__WHAT YOU NEED TO DO__
Retype every one of the records below, keeping each character, space and line the same.
**** DATA PROVIDED ****
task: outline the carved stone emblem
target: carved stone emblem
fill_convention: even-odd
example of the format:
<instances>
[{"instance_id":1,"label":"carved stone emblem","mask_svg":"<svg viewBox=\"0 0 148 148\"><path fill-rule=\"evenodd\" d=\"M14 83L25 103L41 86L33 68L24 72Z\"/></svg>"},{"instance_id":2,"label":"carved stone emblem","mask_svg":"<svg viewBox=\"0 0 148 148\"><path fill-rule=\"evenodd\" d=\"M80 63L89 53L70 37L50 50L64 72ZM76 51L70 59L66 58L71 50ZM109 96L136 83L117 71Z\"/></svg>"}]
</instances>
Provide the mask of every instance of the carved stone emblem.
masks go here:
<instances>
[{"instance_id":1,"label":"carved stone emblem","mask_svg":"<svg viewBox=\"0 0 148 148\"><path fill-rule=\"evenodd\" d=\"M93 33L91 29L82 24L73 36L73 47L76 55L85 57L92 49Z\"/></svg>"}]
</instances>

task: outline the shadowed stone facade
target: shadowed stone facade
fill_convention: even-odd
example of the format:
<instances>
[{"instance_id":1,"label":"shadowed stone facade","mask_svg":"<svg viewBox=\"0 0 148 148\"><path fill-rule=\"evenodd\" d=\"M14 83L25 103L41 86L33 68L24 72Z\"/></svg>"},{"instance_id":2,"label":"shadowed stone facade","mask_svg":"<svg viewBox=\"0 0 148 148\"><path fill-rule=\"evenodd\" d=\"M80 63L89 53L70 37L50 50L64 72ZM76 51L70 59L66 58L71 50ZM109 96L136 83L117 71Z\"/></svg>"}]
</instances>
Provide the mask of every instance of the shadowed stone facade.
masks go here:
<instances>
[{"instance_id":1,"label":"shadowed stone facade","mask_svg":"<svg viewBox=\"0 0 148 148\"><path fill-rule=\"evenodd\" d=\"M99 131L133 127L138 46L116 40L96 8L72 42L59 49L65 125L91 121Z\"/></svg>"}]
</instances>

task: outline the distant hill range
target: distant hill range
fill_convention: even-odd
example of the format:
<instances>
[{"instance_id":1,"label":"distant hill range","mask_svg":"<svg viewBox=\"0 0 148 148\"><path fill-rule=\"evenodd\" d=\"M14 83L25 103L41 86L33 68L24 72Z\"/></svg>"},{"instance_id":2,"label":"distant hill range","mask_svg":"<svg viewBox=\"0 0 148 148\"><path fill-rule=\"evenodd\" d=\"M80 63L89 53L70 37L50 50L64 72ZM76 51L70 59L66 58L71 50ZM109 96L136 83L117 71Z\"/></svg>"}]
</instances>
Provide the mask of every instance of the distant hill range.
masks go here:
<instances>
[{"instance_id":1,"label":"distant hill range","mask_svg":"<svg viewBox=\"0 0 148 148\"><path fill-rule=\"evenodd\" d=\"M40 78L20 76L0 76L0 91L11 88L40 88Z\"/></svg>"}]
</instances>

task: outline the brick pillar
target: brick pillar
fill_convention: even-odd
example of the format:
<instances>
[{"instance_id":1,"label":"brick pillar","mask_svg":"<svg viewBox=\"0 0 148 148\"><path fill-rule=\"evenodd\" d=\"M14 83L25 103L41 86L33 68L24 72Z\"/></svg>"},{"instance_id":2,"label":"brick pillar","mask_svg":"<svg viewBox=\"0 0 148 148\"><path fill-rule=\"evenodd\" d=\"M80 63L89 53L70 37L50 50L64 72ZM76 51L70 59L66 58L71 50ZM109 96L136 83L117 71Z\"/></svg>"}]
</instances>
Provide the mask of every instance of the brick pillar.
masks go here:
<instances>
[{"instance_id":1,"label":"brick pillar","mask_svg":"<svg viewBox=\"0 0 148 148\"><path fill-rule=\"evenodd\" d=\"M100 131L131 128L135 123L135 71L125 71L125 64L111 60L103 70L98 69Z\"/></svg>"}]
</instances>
****
__ANSWER FOR THIS EXERCISE__
task: outline the carved stone emblem
target: carved stone emblem
fill_convention: even-odd
example of the format:
<instances>
[{"instance_id":1,"label":"carved stone emblem","mask_svg":"<svg viewBox=\"0 0 148 148\"><path fill-rule=\"evenodd\" d=\"M14 83L25 103L41 86L33 68L24 72Z\"/></svg>"},{"instance_id":2,"label":"carved stone emblem","mask_svg":"<svg viewBox=\"0 0 148 148\"><path fill-rule=\"evenodd\" d=\"M80 63L89 53L70 37L50 50L64 72ZM76 51L70 59L66 58L71 50ZM109 96L136 83L117 71Z\"/></svg>"}]
</instances>
Provide the mask of every instance of the carved stone emblem.
masks go here:
<instances>
[{"instance_id":1,"label":"carved stone emblem","mask_svg":"<svg viewBox=\"0 0 148 148\"><path fill-rule=\"evenodd\" d=\"M93 33L91 29L82 24L73 36L73 47L76 55L85 57L92 49Z\"/></svg>"}]
</instances>

task: outline the shadowed stone facade
target: shadowed stone facade
fill_convention: even-odd
example of the format:
<instances>
[{"instance_id":1,"label":"shadowed stone facade","mask_svg":"<svg viewBox=\"0 0 148 148\"><path fill-rule=\"evenodd\" d=\"M14 83L25 103L41 86L33 68L24 72Z\"/></svg>"},{"instance_id":2,"label":"shadowed stone facade","mask_svg":"<svg viewBox=\"0 0 148 148\"><path fill-rule=\"evenodd\" d=\"M80 63L89 53L70 37L50 50L64 72ZM76 51L70 59L66 58L71 50ZM109 96L136 83L117 71Z\"/></svg>"}]
</instances>
Provide the mask of every instance of the shadowed stone facade.
masks go here:
<instances>
[{"instance_id":1,"label":"shadowed stone facade","mask_svg":"<svg viewBox=\"0 0 148 148\"><path fill-rule=\"evenodd\" d=\"M99 131L133 127L138 46L116 40L96 8L72 42L59 49L65 125L91 121Z\"/></svg>"}]
</instances>

task: outline the distant hill range
target: distant hill range
fill_convention: even-odd
example of the format:
<instances>
[{"instance_id":1,"label":"distant hill range","mask_svg":"<svg viewBox=\"0 0 148 148\"><path fill-rule=\"evenodd\" d=\"M14 83L25 103L41 86L33 68L24 72Z\"/></svg>"},{"instance_id":2,"label":"distant hill range","mask_svg":"<svg viewBox=\"0 0 148 148\"><path fill-rule=\"evenodd\" d=\"M80 63L89 53L70 37L50 50L64 72ZM76 51L70 59L66 58L71 50ZM109 96L136 83L117 71Z\"/></svg>"}]
</instances>
Provide the mask of every instance of the distant hill range.
masks go here:
<instances>
[{"instance_id":1,"label":"distant hill range","mask_svg":"<svg viewBox=\"0 0 148 148\"><path fill-rule=\"evenodd\" d=\"M40 78L20 76L0 76L0 91L11 88L40 88Z\"/></svg>"}]
</instances>

task: outline the brick pillar
target: brick pillar
fill_convention: even-odd
example of the format:
<instances>
[{"instance_id":1,"label":"brick pillar","mask_svg":"<svg viewBox=\"0 0 148 148\"><path fill-rule=\"evenodd\" d=\"M14 83L25 103L41 86L33 68L24 72Z\"/></svg>"},{"instance_id":2,"label":"brick pillar","mask_svg":"<svg viewBox=\"0 0 148 148\"><path fill-rule=\"evenodd\" d=\"M80 63L89 53L70 37L50 50L64 72ZM76 51L70 59L66 58L71 50ZM109 96L136 83L117 71Z\"/></svg>"}]
</instances>
Provide the mask of every instance of the brick pillar.
masks go here:
<instances>
[{"instance_id":1,"label":"brick pillar","mask_svg":"<svg viewBox=\"0 0 148 148\"><path fill-rule=\"evenodd\" d=\"M100 131L131 128L135 123L135 71L125 71L125 64L111 60L103 70L98 69Z\"/></svg>"}]
</instances>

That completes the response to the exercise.